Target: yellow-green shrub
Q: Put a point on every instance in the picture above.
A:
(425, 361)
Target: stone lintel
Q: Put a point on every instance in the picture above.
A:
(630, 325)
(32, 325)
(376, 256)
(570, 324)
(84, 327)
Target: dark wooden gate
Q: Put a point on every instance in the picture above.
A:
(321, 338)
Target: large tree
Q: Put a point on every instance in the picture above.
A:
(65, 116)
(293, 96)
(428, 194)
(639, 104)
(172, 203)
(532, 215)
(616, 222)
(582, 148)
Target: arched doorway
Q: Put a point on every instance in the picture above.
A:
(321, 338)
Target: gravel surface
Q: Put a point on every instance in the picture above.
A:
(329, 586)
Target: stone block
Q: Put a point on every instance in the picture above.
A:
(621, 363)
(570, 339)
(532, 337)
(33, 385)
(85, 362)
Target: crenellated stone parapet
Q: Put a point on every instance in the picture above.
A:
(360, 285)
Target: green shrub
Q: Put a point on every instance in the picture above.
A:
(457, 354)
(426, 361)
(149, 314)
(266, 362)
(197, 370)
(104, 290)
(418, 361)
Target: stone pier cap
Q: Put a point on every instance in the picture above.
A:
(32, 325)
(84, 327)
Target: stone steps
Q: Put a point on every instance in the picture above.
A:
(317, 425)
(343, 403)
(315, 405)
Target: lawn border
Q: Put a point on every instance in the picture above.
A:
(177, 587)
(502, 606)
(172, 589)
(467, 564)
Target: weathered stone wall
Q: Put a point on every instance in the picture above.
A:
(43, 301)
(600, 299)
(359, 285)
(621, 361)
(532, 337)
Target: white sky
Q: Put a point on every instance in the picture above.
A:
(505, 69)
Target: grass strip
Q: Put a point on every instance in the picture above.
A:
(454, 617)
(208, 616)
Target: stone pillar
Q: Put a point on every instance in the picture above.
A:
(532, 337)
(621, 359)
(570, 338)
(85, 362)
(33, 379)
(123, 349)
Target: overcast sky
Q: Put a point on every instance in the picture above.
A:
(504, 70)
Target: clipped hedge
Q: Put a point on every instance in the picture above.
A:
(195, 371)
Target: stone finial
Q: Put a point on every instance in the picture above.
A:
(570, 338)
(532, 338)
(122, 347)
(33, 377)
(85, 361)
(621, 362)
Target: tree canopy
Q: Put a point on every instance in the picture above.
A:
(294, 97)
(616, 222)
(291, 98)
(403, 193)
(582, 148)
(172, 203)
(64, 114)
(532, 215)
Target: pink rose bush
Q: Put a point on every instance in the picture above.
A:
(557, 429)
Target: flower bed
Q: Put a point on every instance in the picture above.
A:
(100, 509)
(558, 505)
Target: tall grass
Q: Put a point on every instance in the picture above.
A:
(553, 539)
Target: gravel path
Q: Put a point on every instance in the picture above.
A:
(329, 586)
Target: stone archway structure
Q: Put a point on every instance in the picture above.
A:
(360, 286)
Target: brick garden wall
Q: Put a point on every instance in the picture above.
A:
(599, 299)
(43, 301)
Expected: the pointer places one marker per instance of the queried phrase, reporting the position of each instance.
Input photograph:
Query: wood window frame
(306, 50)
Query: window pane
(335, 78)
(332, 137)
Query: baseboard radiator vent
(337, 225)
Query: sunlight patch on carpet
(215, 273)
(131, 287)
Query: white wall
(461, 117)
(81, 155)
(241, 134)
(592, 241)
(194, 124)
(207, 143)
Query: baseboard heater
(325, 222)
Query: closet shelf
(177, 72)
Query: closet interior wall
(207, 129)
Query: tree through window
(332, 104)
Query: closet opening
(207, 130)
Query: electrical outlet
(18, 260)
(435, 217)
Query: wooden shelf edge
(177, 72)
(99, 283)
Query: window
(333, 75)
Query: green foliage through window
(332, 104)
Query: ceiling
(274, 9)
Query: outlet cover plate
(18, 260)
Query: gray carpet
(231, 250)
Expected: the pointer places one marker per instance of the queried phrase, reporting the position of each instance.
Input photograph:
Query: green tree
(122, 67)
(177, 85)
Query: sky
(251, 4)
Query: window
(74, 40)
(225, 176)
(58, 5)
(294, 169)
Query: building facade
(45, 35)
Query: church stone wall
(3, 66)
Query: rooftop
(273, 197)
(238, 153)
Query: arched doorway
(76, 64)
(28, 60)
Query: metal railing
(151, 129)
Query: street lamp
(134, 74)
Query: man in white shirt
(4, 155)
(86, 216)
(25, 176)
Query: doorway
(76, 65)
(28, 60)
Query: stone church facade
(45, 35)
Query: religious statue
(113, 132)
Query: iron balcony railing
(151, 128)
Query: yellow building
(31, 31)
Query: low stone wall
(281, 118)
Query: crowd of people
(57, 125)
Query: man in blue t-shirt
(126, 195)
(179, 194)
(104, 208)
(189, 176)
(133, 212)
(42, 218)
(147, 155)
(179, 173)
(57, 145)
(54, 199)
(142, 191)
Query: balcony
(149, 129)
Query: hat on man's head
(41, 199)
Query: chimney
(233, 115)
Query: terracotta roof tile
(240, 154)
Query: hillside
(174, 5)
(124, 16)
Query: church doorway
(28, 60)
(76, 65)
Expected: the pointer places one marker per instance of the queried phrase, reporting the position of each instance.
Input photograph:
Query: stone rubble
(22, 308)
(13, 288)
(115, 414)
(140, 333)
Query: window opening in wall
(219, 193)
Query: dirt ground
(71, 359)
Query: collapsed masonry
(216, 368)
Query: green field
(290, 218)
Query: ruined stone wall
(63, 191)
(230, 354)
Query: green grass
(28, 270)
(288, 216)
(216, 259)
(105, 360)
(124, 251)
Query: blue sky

________________

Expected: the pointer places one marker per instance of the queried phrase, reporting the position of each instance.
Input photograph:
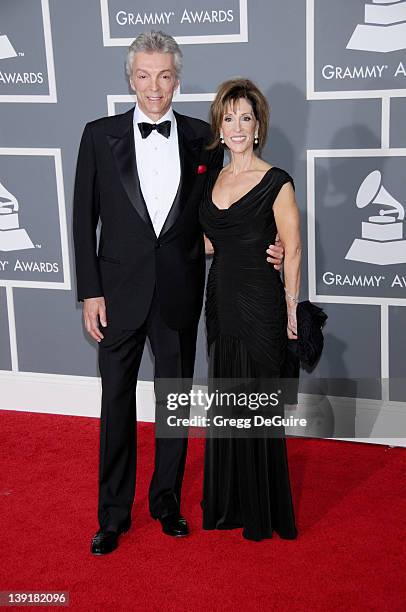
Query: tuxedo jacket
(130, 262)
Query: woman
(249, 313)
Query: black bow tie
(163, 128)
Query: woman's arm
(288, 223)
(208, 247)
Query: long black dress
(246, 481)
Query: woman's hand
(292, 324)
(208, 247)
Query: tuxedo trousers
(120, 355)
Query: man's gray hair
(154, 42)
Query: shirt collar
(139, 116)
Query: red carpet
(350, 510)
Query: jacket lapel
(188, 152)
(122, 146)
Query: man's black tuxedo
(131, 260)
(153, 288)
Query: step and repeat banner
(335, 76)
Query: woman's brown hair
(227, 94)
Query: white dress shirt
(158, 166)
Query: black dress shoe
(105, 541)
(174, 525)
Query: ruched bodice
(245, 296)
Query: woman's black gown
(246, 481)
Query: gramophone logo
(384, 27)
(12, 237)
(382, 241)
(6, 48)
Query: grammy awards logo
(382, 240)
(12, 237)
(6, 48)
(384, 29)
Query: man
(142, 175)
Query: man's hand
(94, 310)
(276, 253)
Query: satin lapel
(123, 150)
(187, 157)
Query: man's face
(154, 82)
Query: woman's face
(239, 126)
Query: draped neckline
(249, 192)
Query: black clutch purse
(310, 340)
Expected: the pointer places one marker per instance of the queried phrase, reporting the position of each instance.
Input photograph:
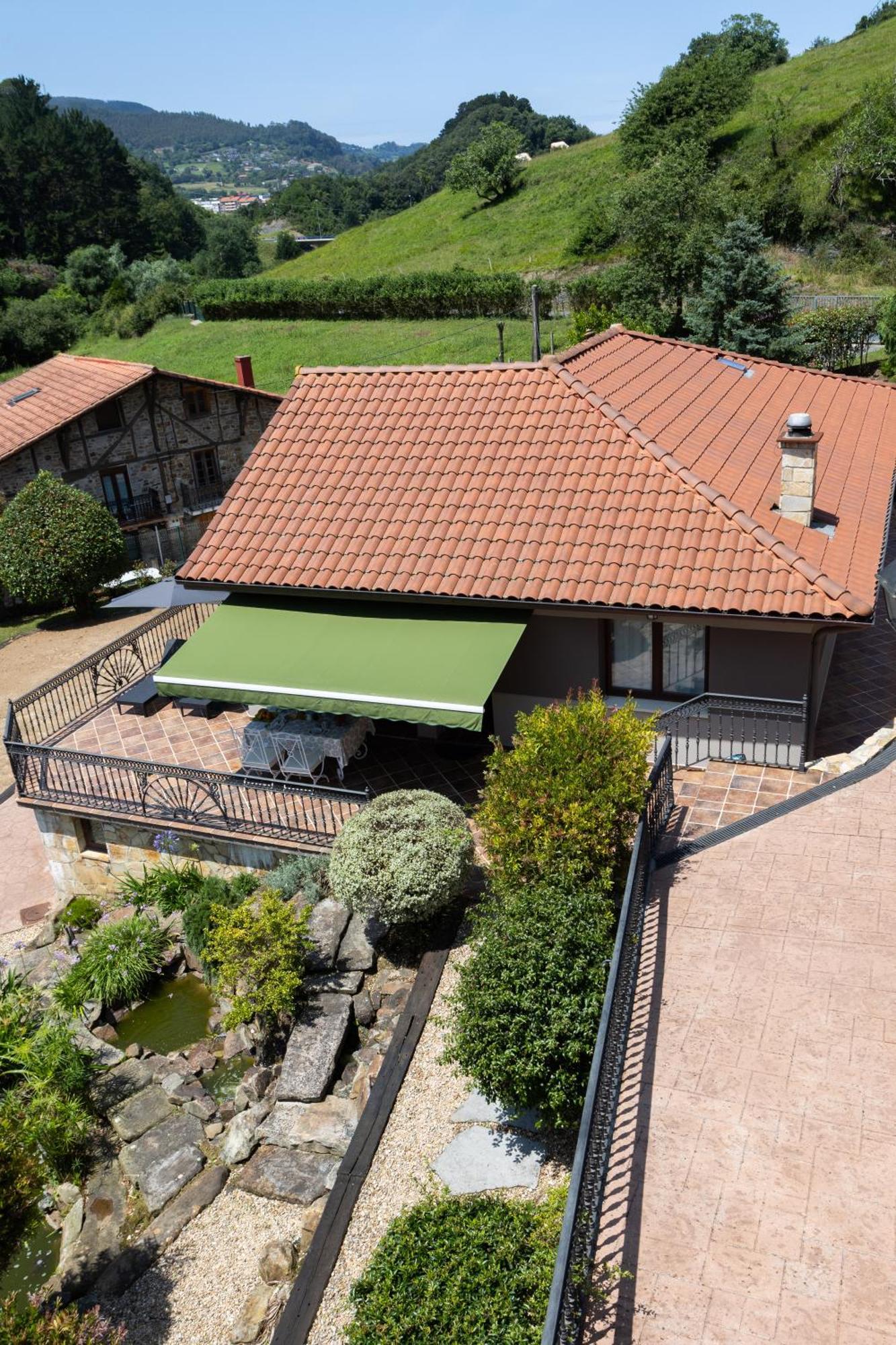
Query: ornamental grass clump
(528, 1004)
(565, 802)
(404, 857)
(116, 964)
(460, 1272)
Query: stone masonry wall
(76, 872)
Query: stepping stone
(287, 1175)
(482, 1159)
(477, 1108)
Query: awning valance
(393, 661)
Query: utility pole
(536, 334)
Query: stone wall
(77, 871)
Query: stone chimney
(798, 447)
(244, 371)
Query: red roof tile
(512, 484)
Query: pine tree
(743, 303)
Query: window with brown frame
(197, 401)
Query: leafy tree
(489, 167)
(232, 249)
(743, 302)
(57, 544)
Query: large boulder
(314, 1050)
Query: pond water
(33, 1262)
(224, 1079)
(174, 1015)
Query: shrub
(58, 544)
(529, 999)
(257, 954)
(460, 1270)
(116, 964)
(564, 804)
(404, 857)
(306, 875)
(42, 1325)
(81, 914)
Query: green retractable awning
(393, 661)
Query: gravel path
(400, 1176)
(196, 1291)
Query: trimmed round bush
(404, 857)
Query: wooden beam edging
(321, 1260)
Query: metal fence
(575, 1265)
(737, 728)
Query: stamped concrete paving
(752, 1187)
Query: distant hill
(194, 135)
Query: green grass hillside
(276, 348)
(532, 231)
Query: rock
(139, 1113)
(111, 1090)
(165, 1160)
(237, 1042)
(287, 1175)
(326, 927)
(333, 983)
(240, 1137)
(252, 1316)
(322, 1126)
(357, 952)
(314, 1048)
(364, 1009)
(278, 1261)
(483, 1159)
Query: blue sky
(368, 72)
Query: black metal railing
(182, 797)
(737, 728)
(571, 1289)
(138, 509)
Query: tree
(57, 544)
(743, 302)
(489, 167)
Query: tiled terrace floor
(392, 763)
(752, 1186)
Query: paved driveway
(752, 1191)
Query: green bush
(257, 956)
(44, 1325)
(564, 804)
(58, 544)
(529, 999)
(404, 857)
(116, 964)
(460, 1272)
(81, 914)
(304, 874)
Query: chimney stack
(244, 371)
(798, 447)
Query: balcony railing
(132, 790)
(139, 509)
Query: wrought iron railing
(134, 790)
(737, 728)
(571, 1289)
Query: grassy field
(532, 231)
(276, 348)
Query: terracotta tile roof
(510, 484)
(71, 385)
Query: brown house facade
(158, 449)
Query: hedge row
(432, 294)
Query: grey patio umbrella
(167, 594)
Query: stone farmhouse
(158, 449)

________________

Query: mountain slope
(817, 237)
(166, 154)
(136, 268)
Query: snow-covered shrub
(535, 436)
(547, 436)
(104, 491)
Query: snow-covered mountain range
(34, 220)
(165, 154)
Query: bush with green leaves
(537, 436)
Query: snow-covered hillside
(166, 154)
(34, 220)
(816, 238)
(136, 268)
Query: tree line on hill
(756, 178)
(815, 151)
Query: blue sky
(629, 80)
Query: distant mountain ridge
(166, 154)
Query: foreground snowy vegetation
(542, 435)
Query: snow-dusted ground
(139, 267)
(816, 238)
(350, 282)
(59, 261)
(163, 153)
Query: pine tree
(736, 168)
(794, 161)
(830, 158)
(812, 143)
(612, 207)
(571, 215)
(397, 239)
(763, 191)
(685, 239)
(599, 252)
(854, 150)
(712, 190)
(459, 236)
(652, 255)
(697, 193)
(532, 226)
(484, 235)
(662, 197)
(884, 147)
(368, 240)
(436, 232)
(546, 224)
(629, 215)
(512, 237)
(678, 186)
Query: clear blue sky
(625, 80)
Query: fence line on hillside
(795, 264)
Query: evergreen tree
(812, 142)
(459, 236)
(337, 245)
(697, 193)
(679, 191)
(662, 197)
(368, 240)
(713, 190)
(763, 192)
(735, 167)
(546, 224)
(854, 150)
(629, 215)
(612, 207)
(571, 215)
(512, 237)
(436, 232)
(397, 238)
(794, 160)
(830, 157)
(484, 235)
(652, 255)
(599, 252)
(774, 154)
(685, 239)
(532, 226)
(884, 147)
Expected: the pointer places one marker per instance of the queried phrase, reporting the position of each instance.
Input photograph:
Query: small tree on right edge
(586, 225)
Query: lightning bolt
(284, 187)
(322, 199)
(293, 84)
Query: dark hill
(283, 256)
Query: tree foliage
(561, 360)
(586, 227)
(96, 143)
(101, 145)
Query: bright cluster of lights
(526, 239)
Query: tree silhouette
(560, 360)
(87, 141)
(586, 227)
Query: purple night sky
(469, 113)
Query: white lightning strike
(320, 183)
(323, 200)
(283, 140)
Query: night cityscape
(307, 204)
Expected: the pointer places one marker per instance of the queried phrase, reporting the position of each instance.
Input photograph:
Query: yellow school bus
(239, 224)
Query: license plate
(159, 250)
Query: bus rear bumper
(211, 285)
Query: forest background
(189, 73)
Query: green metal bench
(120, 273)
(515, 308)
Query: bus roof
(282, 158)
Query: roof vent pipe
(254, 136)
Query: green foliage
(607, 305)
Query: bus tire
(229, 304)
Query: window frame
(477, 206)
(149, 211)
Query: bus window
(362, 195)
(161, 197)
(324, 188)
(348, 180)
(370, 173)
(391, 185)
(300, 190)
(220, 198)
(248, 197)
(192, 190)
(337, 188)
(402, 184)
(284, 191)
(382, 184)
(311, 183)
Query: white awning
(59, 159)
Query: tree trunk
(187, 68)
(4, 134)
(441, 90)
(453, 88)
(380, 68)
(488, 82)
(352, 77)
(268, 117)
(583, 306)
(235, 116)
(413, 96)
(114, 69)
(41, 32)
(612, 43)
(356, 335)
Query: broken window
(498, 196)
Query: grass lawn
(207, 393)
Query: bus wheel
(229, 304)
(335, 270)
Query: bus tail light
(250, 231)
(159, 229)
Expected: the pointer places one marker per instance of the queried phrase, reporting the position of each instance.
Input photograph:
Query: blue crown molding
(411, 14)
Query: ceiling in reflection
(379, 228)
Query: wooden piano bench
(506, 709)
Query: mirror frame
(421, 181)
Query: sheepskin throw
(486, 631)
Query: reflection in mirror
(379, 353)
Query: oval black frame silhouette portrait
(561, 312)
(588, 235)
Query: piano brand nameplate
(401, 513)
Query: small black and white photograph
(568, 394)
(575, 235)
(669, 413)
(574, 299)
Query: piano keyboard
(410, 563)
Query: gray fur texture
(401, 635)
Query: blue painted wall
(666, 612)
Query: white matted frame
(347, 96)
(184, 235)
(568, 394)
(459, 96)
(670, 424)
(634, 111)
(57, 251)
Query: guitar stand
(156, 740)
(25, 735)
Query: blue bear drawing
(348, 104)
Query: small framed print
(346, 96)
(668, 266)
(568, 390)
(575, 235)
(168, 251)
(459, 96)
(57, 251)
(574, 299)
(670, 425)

________________

### WRITTEN TASK:
Select every line in the records above that contains the word "arched".

### EXPECTED OUTPUT:
Target: arched doorway
Query: arched doorway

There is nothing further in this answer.